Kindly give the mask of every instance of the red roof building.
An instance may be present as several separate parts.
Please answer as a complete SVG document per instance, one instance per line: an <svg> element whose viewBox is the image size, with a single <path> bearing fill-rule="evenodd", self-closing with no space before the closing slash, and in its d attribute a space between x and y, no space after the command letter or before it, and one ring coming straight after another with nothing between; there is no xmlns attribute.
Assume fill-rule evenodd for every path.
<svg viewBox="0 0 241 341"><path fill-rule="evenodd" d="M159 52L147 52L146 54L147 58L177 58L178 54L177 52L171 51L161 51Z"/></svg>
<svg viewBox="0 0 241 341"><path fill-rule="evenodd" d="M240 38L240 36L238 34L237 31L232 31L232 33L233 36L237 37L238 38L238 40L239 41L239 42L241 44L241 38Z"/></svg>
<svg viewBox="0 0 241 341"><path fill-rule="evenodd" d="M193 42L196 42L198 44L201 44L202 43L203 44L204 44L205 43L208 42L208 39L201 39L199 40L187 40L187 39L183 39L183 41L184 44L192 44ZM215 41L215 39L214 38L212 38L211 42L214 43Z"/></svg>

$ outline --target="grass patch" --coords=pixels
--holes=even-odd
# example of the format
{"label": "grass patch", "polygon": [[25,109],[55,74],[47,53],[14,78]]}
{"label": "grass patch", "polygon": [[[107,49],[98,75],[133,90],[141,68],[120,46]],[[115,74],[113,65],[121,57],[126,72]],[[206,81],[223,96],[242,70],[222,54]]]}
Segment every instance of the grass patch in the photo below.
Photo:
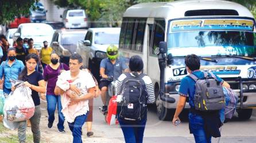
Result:
{"label": "grass patch", "polygon": [[[11,134],[8,137],[0,137],[0,143],[18,143],[18,135]],[[29,134],[26,136],[26,142],[33,142],[33,136]]]}

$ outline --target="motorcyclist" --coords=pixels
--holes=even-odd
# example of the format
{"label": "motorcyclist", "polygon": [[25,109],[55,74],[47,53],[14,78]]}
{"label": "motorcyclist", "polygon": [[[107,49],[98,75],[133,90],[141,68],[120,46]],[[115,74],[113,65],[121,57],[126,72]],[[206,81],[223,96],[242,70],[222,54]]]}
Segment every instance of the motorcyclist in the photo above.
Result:
{"label": "motorcyclist", "polygon": [[118,58],[118,47],[110,45],[107,49],[107,58],[102,60],[100,65],[100,74],[103,78],[100,80],[99,88],[101,90],[101,97],[103,106],[102,112],[106,113],[107,110],[106,94],[107,87],[112,82],[107,80],[110,77],[118,79],[123,72],[129,72],[125,61]]}

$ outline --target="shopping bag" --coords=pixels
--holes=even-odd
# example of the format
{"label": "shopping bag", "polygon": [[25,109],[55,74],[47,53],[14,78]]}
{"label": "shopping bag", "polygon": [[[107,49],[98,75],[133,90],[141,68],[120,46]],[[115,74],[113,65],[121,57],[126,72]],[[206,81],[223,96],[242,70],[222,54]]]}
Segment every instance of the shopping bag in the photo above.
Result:
{"label": "shopping bag", "polygon": [[107,115],[107,122],[109,125],[113,125],[118,124],[116,118],[117,110],[117,96],[113,96],[108,103],[108,109]]}
{"label": "shopping bag", "polygon": [[5,100],[3,107],[5,118],[13,122],[29,119],[34,115],[35,110],[31,89],[26,87],[23,81],[11,81],[11,82],[16,89]]}

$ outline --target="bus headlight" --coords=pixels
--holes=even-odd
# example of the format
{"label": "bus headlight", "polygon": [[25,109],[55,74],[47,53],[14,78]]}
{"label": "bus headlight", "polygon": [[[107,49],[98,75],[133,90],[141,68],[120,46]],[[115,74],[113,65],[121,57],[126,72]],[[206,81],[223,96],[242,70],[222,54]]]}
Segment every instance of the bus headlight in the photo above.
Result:
{"label": "bus headlight", "polygon": [[179,91],[180,90],[180,84],[175,85],[175,91],[179,92]]}
{"label": "bus headlight", "polygon": [[254,84],[250,85],[249,89],[250,89],[250,90],[256,89],[256,85]]}
{"label": "bus headlight", "polygon": [[246,84],[243,84],[243,90],[247,90],[248,89],[248,85],[246,85]]}

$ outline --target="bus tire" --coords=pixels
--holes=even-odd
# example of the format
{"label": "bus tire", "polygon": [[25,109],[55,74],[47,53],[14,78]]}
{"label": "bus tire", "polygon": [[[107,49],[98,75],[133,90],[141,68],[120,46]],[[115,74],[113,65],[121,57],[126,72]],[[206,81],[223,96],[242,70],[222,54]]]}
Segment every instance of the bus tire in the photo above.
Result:
{"label": "bus tire", "polygon": [[156,101],[157,116],[160,120],[171,121],[174,113],[174,110],[166,108],[163,104],[164,102],[158,96]]}
{"label": "bus tire", "polygon": [[253,114],[253,109],[243,109],[238,110],[238,118],[240,120],[249,120]]}

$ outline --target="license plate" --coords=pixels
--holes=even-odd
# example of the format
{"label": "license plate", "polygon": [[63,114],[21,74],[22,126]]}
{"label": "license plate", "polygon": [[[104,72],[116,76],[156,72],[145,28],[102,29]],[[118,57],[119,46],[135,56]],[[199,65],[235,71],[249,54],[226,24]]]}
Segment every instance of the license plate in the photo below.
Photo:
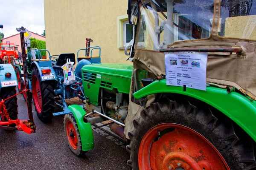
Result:
{"label": "license plate", "polygon": [[43,80],[47,79],[52,79],[55,78],[55,76],[54,76],[54,74],[53,73],[49,73],[47,74],[42,74],[41,75],[42,77],[42,79]]}

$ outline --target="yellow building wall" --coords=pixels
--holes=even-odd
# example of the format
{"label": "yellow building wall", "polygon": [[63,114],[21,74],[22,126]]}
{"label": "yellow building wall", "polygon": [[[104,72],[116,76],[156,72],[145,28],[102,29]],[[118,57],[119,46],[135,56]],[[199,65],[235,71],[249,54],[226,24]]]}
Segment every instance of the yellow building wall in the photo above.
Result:
{"label": "yellow building wall", "polygon": [[225,37],[256,40],[256,15],[227,18]]}
{"label": "yellow building wall", "polygon": [[118,39],[122,40],[117,35],[117,18],[126,14],[128,3],[127,0],[44,0],[47,49],[52,55],[74,53],[77,57],[89,38],[94,41],[91,46],[101,47],[102,63],[132,64],[117,45]]}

> **WHAT YOU NEED TO DO**:
Reproduce all of the material above word for word, leaving out the pictures.

> **FULL OUTPUT**:
Kindly give the mask of every instance of the red roof building.
An instance may be present as several separate parts.
Please answer as a complete SVG document per instance, one instance per line: an <svg> element whose viewBox is the image size, with a single <path> bearing fill-rule="evenodd", self-closing with no space before the closing slash, and in its d attribute a space between x and y, no space after the command letter or before it, and one ring coming straight after another with nothing between; there is no xmlns attribute.
Assume fill-rule evenodd for every path.
<svg viewBox="0 0 241 341"><path fill-rule="evenodd" d="M159 52L147 52L146 54L147 58L177 58L178 54L177 52L171 51L161 51Z"/></svg>
<svg viewBox="0 0 241 341"><path fill-rule="evenodd" d="M240 38L240 36L238 34L237 31L232 31L232 33L233 36L237 37L238 38L238 40L239 41L239 42L241 44L241 38Z"/></svg>
<svg viewBox="0 0 241 341"><path fill-rule="evenodd" d="M193 42L196 42L198 44L201 44L202 43L203 44L204 44L205 43L208 42L208 39L201 39L199 40L187 40L187 39L183 39L183 41L184 44L192 44ZM215 41L215 39L214 38L212 38L211 42L214 43Z"/></svg>

$ outline --target="grass patch" --coords=pixels
--holes=even-odd
# example of the format
{"label": "grass patch", "polygon": [[25,109],[55,74],[47,53],[14,78]]}
{"label": "grass patch", "polygon": [[[107,49],[98,75],[133,90],[141,68],[120,46]],[[115,74],[113,65],[121,57],[126,72]],[[206,81],[223,96],[242,70],[222,54]]]}
Segment every instance of the grass patch in the photo below.
Photo:
Result:
{"label": "grass patch", "polygon": [[[11,134],[8,137],[0,137],[0,143],[18,143],[18,135]],[[29,134],[26,136],[26,142],[33,142],[33,136]]]}

$ outline --target="motorcyclist" --coords=pixels
--holes=even-odd
# example of the format
{"label": "motorcyclist", "polygon": [[25,109],[55,74],[47,53],[14,78]]}
{"label": "motorcyclist", "polygon": [[[107,49],[98,75],[133,90],[141,68],[120,46]],[[115,74],[113,65],[121,57],[126,72]],[[206,81],[223,96],[242,70],[222,54]]]}
Segment every instance of the motorcyclist in the photo above.
Result:
{"label": "motorcyclist", "polygon": [[118,58],[118,47],[110,45],[107,49],[107,58],[102,60],[100,65],[100,74],[103,78],[100,80],[99,88],[101,90],[101,97],[103,106],[102,112],[106,113],[107,110],[106,94],[107,87],[112,82],[107,80],[110,77],[118,79],[123,72],[129,72],[125,61]]}

$ outline --target="shopping bag" --coords=pixels
--holes=even-odd
# example of the format
{"label": "shopping bag", "polygon": [[25,109],[55,74],[47,53],[14,78]]}
{"label": "shopping bag", "polygon": [[[107,49],[98,75],[133,90],[141,68],[120,46]],[[115,74],[113,65],[121,57],[126,72]],[[206,81],[223,96],[242,70],[222,54]]]}
Segment every instance of the shopping bag in the photo above.
Result:
{"label": "shopping bag", "polygon": [[107,115],[107,122],[109,125],[113,125],[118,124],[116,118],[117,110],[117,96],[113,96],[108,103],[108,109]]}
{"label": "shopping bag", "polygon": [[5,100],[3,107],[5,118],[13,122],[29,119],[34,115],[35,110],[31,89],[26,87],[23,81],[11,81],[11,82],[16,89]]}

$ outline --target="bus headlight" --coords=pixels
--holes=even-odd
# example of the format
{"label": "bus headlight", "polygon": [[25,109],[55,74],[47,53],[14,78]]}
{"label": "bus headlight", "polygon": [[[107,49],[98,75],[133,90],[141,68],[120,46]],[[115,74],[113,65],[121,57],[126,72]],[[206,81],[223,96],[242,70],[222,54]]]}
Segment every instance of the bus headlight in the photo above.
Result:
{"label": "bus headlight", "polygon": [[179,91],[180,90],[180,84],[175,85],[175,91],[179,92]]}
{"label": "bus headlight", "polygon": [[254,84],[250,85],[249,89],[250,89],[250,90],[256,89],[256,85]]}
{"label": "bus headlight", "polygon": [[246,84],[243,84],[243,90],[247,90],[248,89],[248,85],[246,85]]}

$ outline --target="bus tire" --coords=pixels
--holes=even-odd
# example of the format
{"label": "bus tire", "polygon": [[25,109],[55,74],[47,53],[14,78]]}
{"label": "bus tire", "polygon": [[[107,49],[98,75],[133,90],[141,68],[120,46]],[[115,74],[113,65],[121,57],[126,72]],[[206,81],[223,96],[242,70],[222,54]]]}
Segment every instance of the bus tire in the photo above.
Result:
{"label": "bus tire", "polygon": [[156,101],[157,116],[160,120],[171,121],[174,113],[174,110],[166,108],[163,104],[164,102],[158,96]]}
{"label": "bus tire", "polygon": [[253,114],[253,109],[243,109],[238,110],[238,118],[240,120],[249,120]]}

$ outline --target="license plate" --coords=pixels
--holes=even-odd
# example of the format
{"label": "license plate", "polygon": [[63,114],[21,74],[22,126]]}
{"label": "license plate", "polygon": [[[104,72],[116,76],[156,72],[145,28],[102,29]],[[118,57],[119,46],[135,56]],[[199,65],[235,71],[249,54],[226,24]]]}
Segment every instance of the license plate in the photo below.
Photo:
Result:
{"label": "license plate", "polygon": [[43,80],[47,79],[52,79],[55,78],[55,76],[54,76],[54,74],[53,73],[49,73],[47,74],[42,74],[41,75],[42,77],[42,79]]}

$ outline --target="yellow building wall" --coords=pixels
--holes=even-odd
# example of the format
{"label": "yellow building wall", "polygon": [[63,114],[21,74],[22,126]]}
{"label": "yellow building wall", "polygon": [[[104,72],[116,76],[156,72],[145,28],[102,29]],[[118,57],[119,46],[135,56]],[[199,65],[235,71],[249,54],[226,24]]]}
Segment every instance of the yellow building wall in the photo above.
Result:
{"label": "yellow building wall", "polygon": [[225,37],[256,40],[256,15],[227,18]]}
{"label": "yellow building wall", "polygon": [[118,39],[122,40],[117,35],[117,18],[126,14],[128,3],[127,0],[44,0],[47,49],[52,55],[74,53],[77,57],[89,38],[94,41],[91,46],[101,47],[102,63],[132,64],[117,45]]}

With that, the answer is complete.